**Your instructions**
Please rewrite everything from the start of the records down to the line containing "pixel 206 537", replacing "instance" with "match" and leaving all else unchanged.

**Records for the exercise**
━━━━━━━━
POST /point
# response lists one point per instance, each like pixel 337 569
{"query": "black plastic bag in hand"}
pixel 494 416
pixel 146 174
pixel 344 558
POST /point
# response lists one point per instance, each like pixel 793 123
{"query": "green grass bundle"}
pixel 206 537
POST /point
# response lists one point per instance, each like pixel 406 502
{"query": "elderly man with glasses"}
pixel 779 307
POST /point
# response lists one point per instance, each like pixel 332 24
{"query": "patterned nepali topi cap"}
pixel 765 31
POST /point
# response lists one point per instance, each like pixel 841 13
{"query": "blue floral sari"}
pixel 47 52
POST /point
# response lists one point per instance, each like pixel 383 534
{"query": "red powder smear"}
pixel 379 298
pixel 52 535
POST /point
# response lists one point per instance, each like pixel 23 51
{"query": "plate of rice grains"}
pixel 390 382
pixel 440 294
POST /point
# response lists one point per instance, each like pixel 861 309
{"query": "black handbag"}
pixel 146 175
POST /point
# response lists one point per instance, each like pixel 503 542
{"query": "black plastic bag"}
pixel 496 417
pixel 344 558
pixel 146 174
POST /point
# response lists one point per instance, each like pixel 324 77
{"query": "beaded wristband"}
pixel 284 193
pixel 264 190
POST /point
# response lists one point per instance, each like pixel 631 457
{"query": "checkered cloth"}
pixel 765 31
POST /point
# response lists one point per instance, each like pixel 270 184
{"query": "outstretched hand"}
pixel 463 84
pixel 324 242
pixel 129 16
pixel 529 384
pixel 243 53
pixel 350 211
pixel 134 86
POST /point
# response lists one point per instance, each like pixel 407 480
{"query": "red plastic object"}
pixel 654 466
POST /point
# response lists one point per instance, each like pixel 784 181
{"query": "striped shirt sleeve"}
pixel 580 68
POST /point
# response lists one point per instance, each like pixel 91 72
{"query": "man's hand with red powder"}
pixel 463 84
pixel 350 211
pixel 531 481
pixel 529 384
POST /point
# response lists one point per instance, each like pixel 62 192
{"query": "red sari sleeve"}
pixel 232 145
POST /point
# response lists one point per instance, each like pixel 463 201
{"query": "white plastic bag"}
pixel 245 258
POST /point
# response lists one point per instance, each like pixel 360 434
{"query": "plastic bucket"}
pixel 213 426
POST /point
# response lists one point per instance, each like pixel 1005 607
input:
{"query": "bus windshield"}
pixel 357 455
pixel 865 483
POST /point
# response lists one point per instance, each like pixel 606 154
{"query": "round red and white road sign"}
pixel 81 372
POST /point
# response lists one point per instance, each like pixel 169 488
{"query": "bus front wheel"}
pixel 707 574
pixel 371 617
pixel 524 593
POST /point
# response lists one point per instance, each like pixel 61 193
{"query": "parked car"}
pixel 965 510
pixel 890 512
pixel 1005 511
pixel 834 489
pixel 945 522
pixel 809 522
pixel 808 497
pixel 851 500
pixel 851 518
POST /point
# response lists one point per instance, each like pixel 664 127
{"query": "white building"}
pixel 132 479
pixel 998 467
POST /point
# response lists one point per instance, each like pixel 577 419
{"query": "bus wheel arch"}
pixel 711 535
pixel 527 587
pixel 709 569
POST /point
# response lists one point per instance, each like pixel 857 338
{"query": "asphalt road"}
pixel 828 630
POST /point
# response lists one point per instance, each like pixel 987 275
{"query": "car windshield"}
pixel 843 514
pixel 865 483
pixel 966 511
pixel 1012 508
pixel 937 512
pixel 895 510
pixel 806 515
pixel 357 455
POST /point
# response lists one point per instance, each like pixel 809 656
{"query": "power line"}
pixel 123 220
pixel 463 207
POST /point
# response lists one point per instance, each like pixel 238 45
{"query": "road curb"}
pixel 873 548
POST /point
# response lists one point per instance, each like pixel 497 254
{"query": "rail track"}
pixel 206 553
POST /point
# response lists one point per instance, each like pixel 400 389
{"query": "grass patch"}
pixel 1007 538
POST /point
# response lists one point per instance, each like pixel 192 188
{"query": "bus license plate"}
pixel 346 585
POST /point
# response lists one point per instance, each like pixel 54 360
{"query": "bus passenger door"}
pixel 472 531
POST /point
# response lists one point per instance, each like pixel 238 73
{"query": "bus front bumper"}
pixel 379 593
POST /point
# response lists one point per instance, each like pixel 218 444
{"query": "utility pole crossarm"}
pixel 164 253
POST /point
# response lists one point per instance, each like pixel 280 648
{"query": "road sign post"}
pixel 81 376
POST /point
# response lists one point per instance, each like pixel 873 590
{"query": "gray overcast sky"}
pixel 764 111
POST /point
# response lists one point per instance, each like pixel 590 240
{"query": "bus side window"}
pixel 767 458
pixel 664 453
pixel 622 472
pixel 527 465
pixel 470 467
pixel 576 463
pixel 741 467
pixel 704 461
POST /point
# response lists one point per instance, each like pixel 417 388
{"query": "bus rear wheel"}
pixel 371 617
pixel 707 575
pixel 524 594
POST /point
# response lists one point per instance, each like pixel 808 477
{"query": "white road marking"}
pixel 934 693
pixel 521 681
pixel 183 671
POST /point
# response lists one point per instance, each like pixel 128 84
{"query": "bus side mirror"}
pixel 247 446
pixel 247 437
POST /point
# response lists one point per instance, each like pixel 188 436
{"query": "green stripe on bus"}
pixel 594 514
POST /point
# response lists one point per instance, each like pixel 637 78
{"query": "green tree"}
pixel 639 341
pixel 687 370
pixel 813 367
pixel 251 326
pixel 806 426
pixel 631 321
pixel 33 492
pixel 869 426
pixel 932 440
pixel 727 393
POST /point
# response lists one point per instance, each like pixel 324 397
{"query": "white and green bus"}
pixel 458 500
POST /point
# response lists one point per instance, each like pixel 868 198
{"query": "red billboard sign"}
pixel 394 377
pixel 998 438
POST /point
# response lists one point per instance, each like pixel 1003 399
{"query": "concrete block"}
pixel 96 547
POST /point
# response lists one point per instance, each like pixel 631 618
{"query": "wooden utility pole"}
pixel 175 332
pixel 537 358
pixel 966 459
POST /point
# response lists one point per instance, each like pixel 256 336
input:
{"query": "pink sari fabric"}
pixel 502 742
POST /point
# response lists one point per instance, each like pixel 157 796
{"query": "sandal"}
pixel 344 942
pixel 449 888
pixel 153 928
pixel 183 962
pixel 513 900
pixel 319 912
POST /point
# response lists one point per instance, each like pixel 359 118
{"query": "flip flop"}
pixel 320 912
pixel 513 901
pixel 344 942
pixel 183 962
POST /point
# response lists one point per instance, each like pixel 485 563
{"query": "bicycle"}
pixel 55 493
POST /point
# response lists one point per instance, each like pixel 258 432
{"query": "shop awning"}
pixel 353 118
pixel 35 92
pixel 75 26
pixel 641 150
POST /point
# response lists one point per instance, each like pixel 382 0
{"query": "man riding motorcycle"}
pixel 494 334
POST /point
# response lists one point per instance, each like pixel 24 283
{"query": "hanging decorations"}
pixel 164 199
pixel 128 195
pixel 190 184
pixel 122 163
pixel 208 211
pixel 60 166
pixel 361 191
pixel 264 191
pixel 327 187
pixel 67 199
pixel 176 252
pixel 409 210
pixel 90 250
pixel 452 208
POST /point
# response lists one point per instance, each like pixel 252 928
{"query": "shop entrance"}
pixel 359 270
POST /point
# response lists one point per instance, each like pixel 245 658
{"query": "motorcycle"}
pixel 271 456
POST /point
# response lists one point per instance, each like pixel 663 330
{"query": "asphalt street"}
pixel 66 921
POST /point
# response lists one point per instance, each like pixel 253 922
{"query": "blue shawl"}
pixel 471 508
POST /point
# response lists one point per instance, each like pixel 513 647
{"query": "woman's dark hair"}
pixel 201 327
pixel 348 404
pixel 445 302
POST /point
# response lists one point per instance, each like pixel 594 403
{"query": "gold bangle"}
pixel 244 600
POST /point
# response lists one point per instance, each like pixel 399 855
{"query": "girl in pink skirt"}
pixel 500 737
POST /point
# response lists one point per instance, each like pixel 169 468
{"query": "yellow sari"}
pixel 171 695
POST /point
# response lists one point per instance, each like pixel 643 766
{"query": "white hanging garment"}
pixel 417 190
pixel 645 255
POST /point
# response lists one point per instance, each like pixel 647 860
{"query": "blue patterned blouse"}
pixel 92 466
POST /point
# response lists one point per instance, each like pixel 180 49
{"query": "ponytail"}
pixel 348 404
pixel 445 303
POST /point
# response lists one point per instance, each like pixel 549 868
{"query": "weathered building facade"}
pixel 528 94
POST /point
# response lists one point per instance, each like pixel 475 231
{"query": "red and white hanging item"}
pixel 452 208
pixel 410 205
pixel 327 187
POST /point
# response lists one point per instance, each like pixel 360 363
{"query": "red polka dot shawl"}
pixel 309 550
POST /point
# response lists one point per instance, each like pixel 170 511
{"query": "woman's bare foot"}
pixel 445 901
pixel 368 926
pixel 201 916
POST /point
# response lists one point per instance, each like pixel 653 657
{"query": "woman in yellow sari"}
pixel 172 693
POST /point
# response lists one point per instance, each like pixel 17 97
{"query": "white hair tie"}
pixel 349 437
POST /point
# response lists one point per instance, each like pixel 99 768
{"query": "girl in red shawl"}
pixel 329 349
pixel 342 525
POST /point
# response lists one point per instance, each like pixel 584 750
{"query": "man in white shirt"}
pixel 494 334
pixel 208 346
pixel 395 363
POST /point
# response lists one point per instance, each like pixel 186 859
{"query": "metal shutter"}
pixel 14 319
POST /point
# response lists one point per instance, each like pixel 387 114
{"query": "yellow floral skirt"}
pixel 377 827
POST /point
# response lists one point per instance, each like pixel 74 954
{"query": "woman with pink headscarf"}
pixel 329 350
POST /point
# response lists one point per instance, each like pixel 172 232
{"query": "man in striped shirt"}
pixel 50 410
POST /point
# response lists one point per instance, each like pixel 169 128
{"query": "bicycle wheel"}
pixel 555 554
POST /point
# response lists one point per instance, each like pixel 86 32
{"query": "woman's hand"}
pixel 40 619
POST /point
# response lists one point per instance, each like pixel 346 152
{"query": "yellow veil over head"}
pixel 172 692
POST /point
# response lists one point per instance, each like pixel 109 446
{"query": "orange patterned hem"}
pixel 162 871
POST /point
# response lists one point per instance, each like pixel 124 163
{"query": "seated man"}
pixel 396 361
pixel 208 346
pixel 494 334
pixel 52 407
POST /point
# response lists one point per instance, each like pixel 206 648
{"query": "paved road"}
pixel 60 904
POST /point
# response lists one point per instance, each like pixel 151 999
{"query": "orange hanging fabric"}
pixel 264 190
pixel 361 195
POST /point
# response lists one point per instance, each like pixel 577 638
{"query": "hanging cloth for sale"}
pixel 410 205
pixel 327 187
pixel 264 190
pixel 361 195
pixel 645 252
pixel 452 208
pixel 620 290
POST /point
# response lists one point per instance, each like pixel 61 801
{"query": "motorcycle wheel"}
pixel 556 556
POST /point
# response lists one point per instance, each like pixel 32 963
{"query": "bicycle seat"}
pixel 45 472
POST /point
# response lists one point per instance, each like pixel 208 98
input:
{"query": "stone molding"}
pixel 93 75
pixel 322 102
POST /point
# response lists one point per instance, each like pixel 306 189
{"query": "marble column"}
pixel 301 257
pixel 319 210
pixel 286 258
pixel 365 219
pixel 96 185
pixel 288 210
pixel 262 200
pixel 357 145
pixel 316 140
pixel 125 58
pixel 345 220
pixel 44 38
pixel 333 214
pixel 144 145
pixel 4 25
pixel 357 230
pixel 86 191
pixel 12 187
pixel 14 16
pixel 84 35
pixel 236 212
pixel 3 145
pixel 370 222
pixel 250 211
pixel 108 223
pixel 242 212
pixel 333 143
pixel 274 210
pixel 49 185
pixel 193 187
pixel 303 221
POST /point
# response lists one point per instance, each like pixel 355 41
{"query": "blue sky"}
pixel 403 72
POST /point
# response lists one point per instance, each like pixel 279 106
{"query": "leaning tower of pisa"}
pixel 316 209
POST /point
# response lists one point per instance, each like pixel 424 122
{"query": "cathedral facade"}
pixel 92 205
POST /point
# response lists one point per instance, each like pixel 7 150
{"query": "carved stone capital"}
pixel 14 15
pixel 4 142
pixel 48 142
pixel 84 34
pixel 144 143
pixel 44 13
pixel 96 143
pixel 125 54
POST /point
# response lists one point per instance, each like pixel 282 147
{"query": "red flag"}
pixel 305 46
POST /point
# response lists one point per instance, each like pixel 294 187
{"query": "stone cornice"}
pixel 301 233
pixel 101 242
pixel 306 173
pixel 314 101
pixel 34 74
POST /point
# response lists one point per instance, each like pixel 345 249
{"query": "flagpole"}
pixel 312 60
━━━━━━━━
**Reply to the exercise**
POST /point
# response lists one point per match, each like pixel 337 569
{"query": "black plastic bag in hand"}
pixel 494 416
pixel 146 174
pixel 344 558
POST /point
# response lists one point per match, each like pixel 793 123
{"query": "green grass bundle"}
pixel 206 537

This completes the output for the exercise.